--- Start of MATERIAL FOR THIS TASK ---

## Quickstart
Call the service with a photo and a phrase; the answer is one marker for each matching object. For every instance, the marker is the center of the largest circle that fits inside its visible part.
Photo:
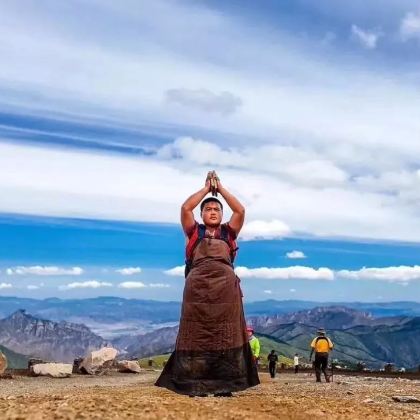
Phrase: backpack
(322, 337)
(199, 234)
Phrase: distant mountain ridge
(101, 312)
(48, 340)
(14, 360)
(357, 336)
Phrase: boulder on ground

--- End of MATERIAL FOR THIS TASK ---

INSTRUCTION:
Duplicate the lines above without any changes, omitting the pictures.

COMPLETE ANSWER:
## Quickstart
Call the service with a photo and a phrase; the answer is one marker for each matching object. For every instance, the marker is the center of the largest circle that fits inside its visible part.
Photo:
Phrase: backpack
(322, 337)
(199, 234)
Phrase: distant mountain ridge
(101, 312)
(48, 340)
(14, 360)
(357, 336)
Phrase: boulder on ground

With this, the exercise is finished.